Return every line of the data below word for word, with no changes.

Point-based annotation data:

---*---

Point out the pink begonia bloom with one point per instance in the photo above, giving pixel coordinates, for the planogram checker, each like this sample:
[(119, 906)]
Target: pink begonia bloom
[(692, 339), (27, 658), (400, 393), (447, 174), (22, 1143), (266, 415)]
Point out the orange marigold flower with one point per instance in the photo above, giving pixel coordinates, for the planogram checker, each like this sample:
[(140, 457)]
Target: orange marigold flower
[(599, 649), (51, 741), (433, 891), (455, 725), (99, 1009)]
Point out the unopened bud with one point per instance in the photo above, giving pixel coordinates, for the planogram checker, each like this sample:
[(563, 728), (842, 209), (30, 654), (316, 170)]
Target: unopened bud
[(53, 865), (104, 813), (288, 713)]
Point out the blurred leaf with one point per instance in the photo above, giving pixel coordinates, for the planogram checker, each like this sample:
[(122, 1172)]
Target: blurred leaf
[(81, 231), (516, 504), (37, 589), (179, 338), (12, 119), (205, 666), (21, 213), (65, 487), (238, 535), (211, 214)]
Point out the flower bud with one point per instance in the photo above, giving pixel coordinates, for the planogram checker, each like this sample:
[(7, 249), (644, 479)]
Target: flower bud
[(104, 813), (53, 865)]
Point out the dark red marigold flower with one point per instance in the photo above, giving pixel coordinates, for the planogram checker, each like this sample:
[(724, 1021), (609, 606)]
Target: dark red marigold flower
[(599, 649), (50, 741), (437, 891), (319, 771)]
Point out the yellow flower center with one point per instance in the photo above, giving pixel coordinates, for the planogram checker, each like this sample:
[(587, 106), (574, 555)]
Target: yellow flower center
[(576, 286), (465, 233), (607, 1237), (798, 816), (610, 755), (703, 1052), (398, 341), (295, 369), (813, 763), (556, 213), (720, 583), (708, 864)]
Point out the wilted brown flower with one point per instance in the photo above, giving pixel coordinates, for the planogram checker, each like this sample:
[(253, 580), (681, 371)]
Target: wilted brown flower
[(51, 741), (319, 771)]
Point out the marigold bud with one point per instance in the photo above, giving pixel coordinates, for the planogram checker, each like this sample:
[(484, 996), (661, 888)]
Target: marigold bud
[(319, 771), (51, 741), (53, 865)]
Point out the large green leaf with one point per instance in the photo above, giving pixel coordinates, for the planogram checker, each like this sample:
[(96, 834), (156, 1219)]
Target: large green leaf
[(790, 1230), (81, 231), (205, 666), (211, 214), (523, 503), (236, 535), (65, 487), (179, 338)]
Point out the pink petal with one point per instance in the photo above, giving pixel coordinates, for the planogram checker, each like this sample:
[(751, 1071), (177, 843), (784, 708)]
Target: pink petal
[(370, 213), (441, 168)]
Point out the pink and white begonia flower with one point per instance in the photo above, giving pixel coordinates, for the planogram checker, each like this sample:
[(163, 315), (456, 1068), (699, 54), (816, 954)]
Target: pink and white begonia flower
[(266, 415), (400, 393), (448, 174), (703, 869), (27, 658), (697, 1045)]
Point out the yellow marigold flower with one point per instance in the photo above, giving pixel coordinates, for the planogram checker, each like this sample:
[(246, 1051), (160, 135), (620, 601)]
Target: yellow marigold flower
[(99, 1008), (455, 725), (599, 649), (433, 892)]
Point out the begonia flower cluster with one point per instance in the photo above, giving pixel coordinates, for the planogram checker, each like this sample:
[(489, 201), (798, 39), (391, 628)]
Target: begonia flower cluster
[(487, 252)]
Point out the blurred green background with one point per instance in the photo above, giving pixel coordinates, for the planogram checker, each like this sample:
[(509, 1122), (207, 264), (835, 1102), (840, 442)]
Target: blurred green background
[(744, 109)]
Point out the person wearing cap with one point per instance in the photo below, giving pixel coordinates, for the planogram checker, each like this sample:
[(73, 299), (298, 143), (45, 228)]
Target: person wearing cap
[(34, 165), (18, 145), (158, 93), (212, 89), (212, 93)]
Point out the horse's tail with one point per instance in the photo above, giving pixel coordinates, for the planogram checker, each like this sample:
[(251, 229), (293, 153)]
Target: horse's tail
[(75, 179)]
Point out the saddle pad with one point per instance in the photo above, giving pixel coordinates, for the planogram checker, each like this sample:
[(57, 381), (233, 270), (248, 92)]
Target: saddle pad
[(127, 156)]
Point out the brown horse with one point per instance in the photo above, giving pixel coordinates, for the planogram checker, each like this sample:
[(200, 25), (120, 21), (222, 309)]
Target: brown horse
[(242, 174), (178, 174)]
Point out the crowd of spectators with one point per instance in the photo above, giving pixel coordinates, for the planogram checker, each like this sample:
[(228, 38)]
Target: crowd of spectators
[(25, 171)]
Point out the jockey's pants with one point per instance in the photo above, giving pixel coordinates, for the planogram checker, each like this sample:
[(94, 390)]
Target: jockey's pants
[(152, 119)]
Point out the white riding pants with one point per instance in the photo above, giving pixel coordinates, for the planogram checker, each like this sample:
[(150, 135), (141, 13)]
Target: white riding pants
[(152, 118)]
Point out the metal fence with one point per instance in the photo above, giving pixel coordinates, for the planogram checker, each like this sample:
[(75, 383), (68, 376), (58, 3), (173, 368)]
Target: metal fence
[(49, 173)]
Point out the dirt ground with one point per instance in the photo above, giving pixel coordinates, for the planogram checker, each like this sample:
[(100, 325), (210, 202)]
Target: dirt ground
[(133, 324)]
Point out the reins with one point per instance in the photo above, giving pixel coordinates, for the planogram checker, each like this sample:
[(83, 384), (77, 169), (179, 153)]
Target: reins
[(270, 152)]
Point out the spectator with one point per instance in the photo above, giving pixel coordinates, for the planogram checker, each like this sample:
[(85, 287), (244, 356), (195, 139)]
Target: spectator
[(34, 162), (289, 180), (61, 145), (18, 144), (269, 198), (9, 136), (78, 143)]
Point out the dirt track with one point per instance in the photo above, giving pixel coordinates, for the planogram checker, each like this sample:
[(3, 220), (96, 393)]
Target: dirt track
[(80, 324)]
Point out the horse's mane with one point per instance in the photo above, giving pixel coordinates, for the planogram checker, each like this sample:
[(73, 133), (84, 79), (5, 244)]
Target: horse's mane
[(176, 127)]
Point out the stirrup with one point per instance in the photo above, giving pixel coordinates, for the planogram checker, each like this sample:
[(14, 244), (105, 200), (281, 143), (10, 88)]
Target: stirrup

---*---

* [FINISHED ANSWER]:
Point out the pink begonia bloom with one point per instance in the photo above, giving pixel coordinates, for the planogram checker, each like this sample:
[(119, 906)]
Target: pink begonia bloom
[(692, 339), (27, 658), (400, 393), (447, 174), (22, 1143), (266, 415)]
Point out the orange marigold flower with one point per instance in the photo above, giving pixel coordinates, for the planogram checker, each like this sample:
[(140, 457)]
Target: orange marigold flower
[(599, 649), (51, 741), (433, 891), (455, 725), (99, 1009)]
Point out the unopened bud with one point per instance in the photo above, giving pixel coordinates, for the planogram checker, each like this sample:
[(563, 728), (842, 209), (30, 654), (316, 170)]
Target: unopened bud
[(53, 865), (104, 813), (288, 713)]
Point out the blurred leaf with one point per instance in the photo above, giving pixel coordinates, for the planogram checker, each like this sample:
[(122, 1172)]
Target: blurred leaf
[(81, 231), (516, 504), (37, 589), (179, 338), (12, 119), (205, 666), (21, 213), (65, 487), (238, 535), (211, 214)]
Point out the flower bud with one point per instance in the photo above, giving pixel coordinates, for the planogram checker, each like this sample:
[(7, 249), (644, 479)]
Target: flower bud
[(104, 813), (53, 865)]
Point out the dark red marigold flower with one point per instance in the photo above, giving pixel coordinates, for the planogram checker, each like this sample:
[(724, 1021), (609, 606)]
Target: dark red marigold flower
[(599, 649), (50, 741), (437, 891), (319, 771)]
Point out the yellow flower center with one point per instance in the photo above, giving pixel coordinates, for the planogram checker, each like this sample:
[(587, 106), (574, 555)]
Target: yellow flower center
[(576, 286), (465, 233), (607, 1237), (798, 816), (610, 755), (703, 1052), (398, 341), (295, 369), (813, 763), (556, 213), (720, 583), (708, 864)]
Point out the wilted brown flower with one point per instance in the photo above, giving pixel coordinates, for the planogram checker, each like this sample:
[(253, 580), (681, 371)]
Target: wilted brown flower
[(51, 741), (319, 771)]
Point out the marigold bud with one point per instance in the photo above, giving pixel coordinates, for the planogram checker, each like this sample:
[(484, 996), (661, 888)]
Target: marigold bud
[(319, 771), (51, 741), (53, 865)]
Point out the large green leaf with one point per instance in the photo above, giving pixel coordinates, for the planogram checker, each like this sample:
[(96, 834), (156, 1219)]
Target: large green leaf
[(790, 1230), (81, 231), (205, 666), (211, 214), (523, 503), (236, 535), (65, 487), (179, 338)]
Point out the pink petal with one point per instance in the photo above, giving pixel coordinates, for the planogram checker, each like this sample:
[(751, 1071), (177, 843), (784, 708)]
Target: pink petal
[(370, 213), (441, 168)]
Point out the pink and white begonia flower with one point per instance in the photo above, giving pixel coordinates, for the planogram checker, each like this sample:
[(163, 315), (456, 1068), (699, 54), (816, 954)]
Target: pink and white begonia flower
[(266, 415), (400, 393), (448, 174), (703, 869), (27, 658), (697, 1045)]
Point out the yellow marigold flower with one point per instance in the photo above, giving pixel coordinates, for the planogram checker, each like this sample:
[(246, 1051), (160, 135), (620, 601)]
Target: yellow marigold flower
[(99, 1008), (455, 725), (599, 649), (433, 892)]
Point out the begonia flower cluster with one point per instance in the photo above, giving pixel coordinates, for the planogram checker, each like this sample:
[(489, 201), (798, 39), (391, 628)]
Target: begonia flower cluster
[(487, 252)]
Point out the blurred green background with one point per instance in the photo above, giving pixel coordinates, for the planogram checker, each like this sample:
[(509, 1122), (207, 264), (835, 1102), (840, 442)]
Target: blurred green background
[(744, 109)]
Point out the person wearing cap with one point per instance in the photo below, giving pixel coordinates, for the planogram checker, each like this sample:
[(73, 299), (298, 143), (45, 228)]
Target: person wearing cap
[(34, 165), (18, 145), (158, 93), (212, 89), (212, 93)]
Point out the horse's tail with one point per instance in the photo above, giving pixel coordinates, for the planogram checker, each like this sample:
[(251, 229), (293, 153)]
Target: horse's tail
[(75, 179)]
Point out the saddle pad with one point per instance in the photo above, giving pixel coordinates, for the planogram checker, each like this sample:
[(57, 381), (233, 270), (248, 92)]
Target: saddle pad
[(127, 156)]
Point out the brown horse with one point per instance in the photo above, giving pixel coordinates, for the planogram checker, each like this sample:
[(200, 25), (120, 21), (222, 309)]
Target: brown horse
[(242, 174), (178, 174)]
Point out the crowd of spectators with one point per instance in the photo above, giving pixel coordinates, for the planogram checker, each like this sample:
[(228, 38)]
Target: crowd of spectators
[(25, 171)]
Point out the jockey's pants with one point per instance in the photo above, giving pixel coordinates, for the planogram checker, each like this sample:
[(94, 390)]
Target: jockey's pants
[(152, 119)]
Point out the white riding pants with one point per instance in the photo above, giving pixel coordinates, for the planogram checker, each like this sample:
[(150, 135), (141, 13)]
Target: white riding pants
[(152, 118)]
Point out the metal fence with one point per instance in the photo above, giving pixel coordinates, for the planogram checker, each like this sample:
[(75, 383), (68, 376), (58, 3), (173, 368)]
Target: metal fence
[(49, 173)]
Point out the dirt ground with one point per instance in the photo above, giving pixel coordinates, for the planogram checker, each like this sample:
[(100, 325), (210, 202)]
Target: dirt ground
[(133, 324)]
Point out the reins with one point per instance in the photo above, giving pixel coordinates, for the planogram checker, each like this sample:
[(83, 384), (77, 169), (179, 153)]
Target: reins
[(270, 152)]
Point out the spectator with one point per instance in the photo above, giving pixel coordinates, for the planogram checker, each like this sample:
[(85, 287), (244, 356), (195, 139)]
Target: spectator
[(34, 162), (289, 180), (61, 145), (18, 144), (269, 198), (9, 136), (78, 143)]
Point out the dirt track with one point per instance in the photo above, giving pixel coordinates, for the planogram checker, each like this sample:
[(3, 220), (96, 393)]
Target: dirt track
[(80, 324)]
Point out the horse's mane with one point per instance in the photo above, giving pixel coordinates, for the planogram checker, each like this sample:
[(73, 133), (84, 79), (5, 244)]
Target: horse's mane
[(176, 127)]
Point out the stirrup with one point per instance in the photo above, giving pixel coordinates, for the planogram checker, each like this sample:
[(14, 244), (105, 200), (281, 143), (10, 88)]
Target: stirrup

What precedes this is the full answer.